_Try it:_ Please write out each entry exactly as it appears.

Region pointing data
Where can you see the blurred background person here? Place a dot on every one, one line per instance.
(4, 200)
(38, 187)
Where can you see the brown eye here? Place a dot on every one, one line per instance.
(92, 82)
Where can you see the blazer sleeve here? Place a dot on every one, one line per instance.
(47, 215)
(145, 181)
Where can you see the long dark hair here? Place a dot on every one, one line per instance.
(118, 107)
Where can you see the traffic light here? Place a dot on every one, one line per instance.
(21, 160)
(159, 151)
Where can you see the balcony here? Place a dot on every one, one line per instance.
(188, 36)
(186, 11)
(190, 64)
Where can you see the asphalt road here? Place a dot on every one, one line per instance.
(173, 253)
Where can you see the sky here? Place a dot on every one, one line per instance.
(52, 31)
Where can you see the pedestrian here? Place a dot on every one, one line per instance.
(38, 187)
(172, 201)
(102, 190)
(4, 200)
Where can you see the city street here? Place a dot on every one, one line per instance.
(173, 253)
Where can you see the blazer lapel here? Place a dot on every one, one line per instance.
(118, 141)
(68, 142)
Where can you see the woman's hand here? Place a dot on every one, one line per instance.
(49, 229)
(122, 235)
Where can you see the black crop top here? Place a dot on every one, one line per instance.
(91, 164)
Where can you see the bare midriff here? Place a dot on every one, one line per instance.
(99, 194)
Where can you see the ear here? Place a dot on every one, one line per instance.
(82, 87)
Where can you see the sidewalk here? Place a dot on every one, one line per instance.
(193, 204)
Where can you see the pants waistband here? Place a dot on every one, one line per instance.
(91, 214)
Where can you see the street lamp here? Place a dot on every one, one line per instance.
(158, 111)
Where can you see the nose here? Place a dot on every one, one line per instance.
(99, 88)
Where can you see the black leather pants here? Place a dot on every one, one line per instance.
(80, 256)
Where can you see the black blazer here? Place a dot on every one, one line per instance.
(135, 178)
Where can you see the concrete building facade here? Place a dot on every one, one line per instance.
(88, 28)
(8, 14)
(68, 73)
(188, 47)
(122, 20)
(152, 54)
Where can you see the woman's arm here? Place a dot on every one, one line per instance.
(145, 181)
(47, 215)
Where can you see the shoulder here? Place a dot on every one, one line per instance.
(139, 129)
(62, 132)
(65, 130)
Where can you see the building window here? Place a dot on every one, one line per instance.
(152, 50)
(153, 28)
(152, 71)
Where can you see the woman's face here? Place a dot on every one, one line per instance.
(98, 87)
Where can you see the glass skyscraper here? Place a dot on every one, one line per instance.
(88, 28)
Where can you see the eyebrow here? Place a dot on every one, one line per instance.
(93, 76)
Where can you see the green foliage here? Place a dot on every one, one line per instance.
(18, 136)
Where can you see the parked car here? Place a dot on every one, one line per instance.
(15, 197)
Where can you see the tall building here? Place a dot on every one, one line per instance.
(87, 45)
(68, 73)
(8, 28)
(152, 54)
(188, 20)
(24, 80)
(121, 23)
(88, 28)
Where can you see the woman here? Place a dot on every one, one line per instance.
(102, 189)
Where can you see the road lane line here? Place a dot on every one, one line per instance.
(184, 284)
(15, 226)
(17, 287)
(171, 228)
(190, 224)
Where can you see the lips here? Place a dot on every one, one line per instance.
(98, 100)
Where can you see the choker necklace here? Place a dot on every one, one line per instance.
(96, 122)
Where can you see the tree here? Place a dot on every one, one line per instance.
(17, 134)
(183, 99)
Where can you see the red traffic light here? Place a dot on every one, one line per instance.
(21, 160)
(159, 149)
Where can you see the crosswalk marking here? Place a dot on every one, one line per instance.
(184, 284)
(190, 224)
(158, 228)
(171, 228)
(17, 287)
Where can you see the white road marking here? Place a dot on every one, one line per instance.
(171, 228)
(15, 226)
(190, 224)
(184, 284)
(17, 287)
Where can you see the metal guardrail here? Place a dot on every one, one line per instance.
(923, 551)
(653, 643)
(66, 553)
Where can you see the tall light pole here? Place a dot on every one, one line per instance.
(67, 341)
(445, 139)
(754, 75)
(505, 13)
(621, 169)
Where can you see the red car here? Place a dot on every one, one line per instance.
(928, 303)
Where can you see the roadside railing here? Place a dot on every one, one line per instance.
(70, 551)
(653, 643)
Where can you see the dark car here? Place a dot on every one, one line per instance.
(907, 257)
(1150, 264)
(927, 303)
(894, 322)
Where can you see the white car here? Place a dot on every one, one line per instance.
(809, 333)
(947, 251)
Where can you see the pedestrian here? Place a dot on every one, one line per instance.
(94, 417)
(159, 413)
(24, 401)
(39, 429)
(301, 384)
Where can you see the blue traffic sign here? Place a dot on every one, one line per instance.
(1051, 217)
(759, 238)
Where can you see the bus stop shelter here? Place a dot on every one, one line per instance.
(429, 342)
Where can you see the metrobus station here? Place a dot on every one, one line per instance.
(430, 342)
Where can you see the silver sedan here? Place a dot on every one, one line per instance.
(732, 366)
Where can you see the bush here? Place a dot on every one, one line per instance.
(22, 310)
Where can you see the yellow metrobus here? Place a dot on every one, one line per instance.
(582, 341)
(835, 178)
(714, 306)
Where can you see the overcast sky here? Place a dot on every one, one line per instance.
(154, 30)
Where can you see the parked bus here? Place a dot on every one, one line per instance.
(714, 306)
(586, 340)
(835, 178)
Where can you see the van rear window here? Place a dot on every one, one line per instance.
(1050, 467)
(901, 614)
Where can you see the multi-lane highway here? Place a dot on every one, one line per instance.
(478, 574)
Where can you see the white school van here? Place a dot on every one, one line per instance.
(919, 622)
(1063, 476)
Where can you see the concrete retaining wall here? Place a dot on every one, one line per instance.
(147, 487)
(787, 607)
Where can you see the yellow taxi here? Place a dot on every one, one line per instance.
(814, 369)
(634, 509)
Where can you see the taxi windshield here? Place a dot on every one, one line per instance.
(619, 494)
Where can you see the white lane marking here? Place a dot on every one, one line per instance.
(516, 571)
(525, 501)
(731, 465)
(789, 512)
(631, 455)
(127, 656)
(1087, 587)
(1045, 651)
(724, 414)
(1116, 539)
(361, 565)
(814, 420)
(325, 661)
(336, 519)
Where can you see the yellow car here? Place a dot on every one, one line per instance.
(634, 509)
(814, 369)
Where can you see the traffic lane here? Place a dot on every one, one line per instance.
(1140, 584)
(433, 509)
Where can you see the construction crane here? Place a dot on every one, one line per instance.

_Exercise solution:_
Where can you see the blurred background person here? Place a dot on every one, one line per instance.
(4, 200)
(38, 187)
Where can you see the brown eye here? Place a dot on every one, one line per instance.
(92, 82)
Where can you see the blazer sleeve here? Place a dot on every one, one line per instance.
(47, 215)
(145, 181)
Where can you see the long dark hair here? Place a dot on every one, one line per instance.
(118, 107)
Where can you see the traffic light here? Place a dot on every one, one line per instance.
(21, 160)
(159, 151)
Where can you see the balcony here? Place a dot on every one, one line per instance.
(188, 36)
(186, 11)
(190, 64)
Where can you see the asphalt road here? Place a dot on every one, one line per instance.
(173, 253)
Where can you see the sky here? Place a dot on every one, one line per instance.
(52, 31)
Where can you see the pedestrian here? Place a dot on every one, one line per instance.
(38, 187)
(172, 201)
(102, 190)
(4, 200)
Where can you see the city street here? Place a dot on every one, one line per instance.
(173, 253)
Where can you see the blazer lapel here? Place a dot on every one, one line per instance.
(118, 141)
(68, 142)
Where can you see the woman's hand here? Place a dot on every one, one line per instance.
(49, 229)
(122, 235)
Where can you see the black crop top here? Place a dot on every one, one line per instance.
(91, 164)
Where can you see the bare midriff here? Place a dot on every one, one line per instance.
(99, 194)
Where can you see the ear here? Place a dot on every one, one line per instance.
(82, 87)
Where can you see the sidewalk here? Place a dot on every one, one line per instance.
(193, 204)
Where can you see the pants waistband here? Place a dot on every one, one line per instance.
(91, 214)
Where can you see the street lamp here? Place a dot on every one, one line per instance.
(158, 111)
Where can you see the nose here? Place a dot on every one, one line per instance.
(99, 88)
Where can you see the black leather pants here? Place a dot on every one, one line per instance.
(80, 256)
Where can you see the black blazer here? Place a dot on every one, one line per instance.
(135, 178)
Where can you see the concrete building facade here? Place a dot on every one, one line per instance.
(88, 28)
(8, 14)
(68, 73)
(188, 47)
(122, 20)
(152, 54)
Where can you see the woman's arm here? Place a dot on every one, one line per instance.
(145, 181)
(47, 215)
Where can you see the shoulder here? Place a dot on every one, one line per instance.
(139, 129)
(62, 132)
(65, 130)
Where can you see the building window here? Place a dot on every one, one line per instance.
(152, 50)
(153, 28)
(152, 71)
Where can you see the woman's face here? Place a dot on every one, one line per instance.
(98, 87)
Where can you see the glass skyscraper here? Place a dot on every one, one line per instance.
(88, 28)
Where can you see the eyebrow here? Place a dot on every one, one line per instance.
(93, 76)
Where can you see the green foliage here? Place a dot on every one, one line per instance.
(18, 136)
Where can you see the parked car here? Place a dot on every one, one line per instance.
(15, 197)
Where can you see the tall building here? Place a dot on every one, one line per instance.
(87, 45)
(68, 73)
(8, 28)
(152, 54)
(188, 20)
(24, 80)
(121, 23)
(88, 28)
Where can you see the woman here? Place a dot on every one, one line per instance.
(102, 189)
Where can you see the road lane line here? Place a dot on every one, one line per instance.
(184, 284)
(15, 226)
(17, 287)
(171, 228)
(190, 224)
Where can you see the lips here? Place a dot on every one, one line per instance.
(98, 100)
Where can you see the choker necklace here? Place a dot on every one, one line per instance.
(96, 122)
Where can you see the tree here? Place a dot on every one, one line per instance.
(17, 134)
(183, 99)
Where can you see the red traffic light here? Place a dot on every one, one line per instance.
(21, 160)
(159, 149)
Where can you see the crosswalk marking here? Place a dot on every one, one line per instance.
(184, 284)
(190, 224)
(158, 228)
(171, 228)
(17, 287)
Where can you see the white road marking here? Place a dot on every one, one line per instance.
(171, 228)
(15, 226)
(190, 224)
(184, 284)
(17, 287)
Where can you see the metal guardrail here? Place a dot on every one, one line per instance.
(923, 551)
(653, 643)
(66, 553)
Where can you see the tall light pole here? Place a dot on every one, one line per instance.
(67, 341)
(445, 139)
(754, 75)
(505, 13)
(621, 169)
Where can you see the red car here? Place a dot on every one, one line per instance.
(928, 303)
Where can you see the roadside railing here? Place a dot on every one, one line per instance.
(70, 551)
(653, 643)
Where can you see the dark car here? Place a dot on every one, one line per instance.
(907, 257)
(1150, 264)
(927, 303)
(894, 322)
Where can you see the white car here? Place a dot on every one, one line per instance.
(809, 333)
(947, 251)
Where can you see the pedestrian here? Place a dot on every one, one line per instance.
(94, 417)
(159, 413)
(24, 401)
(39, 429)
(301, 384)
Where can you see the blue traffic sign here? Place a dot on every one, one line per instance.
(1051, 217)
(759, 238)
Where can you see the bus stop shelter here? Place a dot on every one, one line per instance.
(429, 342)
Where can you see the metrobus station here? Place a dot on every one, one line per instance.
(430, 342)
Where can you see the silver sedan here? Place a dot on every one, one line per instance.
(732, 366)
Where can you see the bush here? Place a dot on every one, one line per instance.
(22, 310)
Where can you see the yellow metrobus here? Place a dot on every one, one line per instance.
(582, 341)
(835, 178)
(714, 306)
Where can you see the overcast sky here? Place a dot on every one, one line per instance.
(154, 30)
Where can you see the parked bus here? Place a dot on every one, one line per instance.
(714, 306)
(586, 340)
(835, 178)
Where can you see the van rear window here? Place a dot on every one, one line per instance.
(1050, 467)
(901, 614)
Where can you see the multi-lane highway here? Place a dot on every one, one line per instance.
(478, 574)
Where can you see the white school van here? Place a dot on every one, one line per instance.
(919, 622)
(1063, 476)
Where can you see the concrete retaining wall here? Place a dot on every one, one line per instance.
(147, 487)
(787, 607)
Where can you see the yellow taxi here? Place a dot on every one, one line per instance.
(814, 369)
(634, 509)
Where can you see the taxi windshield here? Place a dot on every one, one line per instance.
(619, 494)
Where can you see the white lane marking here? Place a dot on every one, one line per instance.
(516, 571)
(525, 501)
(731, 465)
(789, 512)
(631, 455)
(127, 656)
(1087, 587)
(1045, 651)
(724, 414)
(1116, 539)
(361, 565)
(814, 420)
(325, 661)
(336, 519)
Where can you see the yellow car here? Place a dot on every one, one line per instance.
(634, 509)
(814, 369)
Where can you see the traffic lane here? Place a dot on every one, one line per instance.
(1140, 584)
(433, 509)
Where can you see the construction crane here? Place a dot on every one, one line per instance.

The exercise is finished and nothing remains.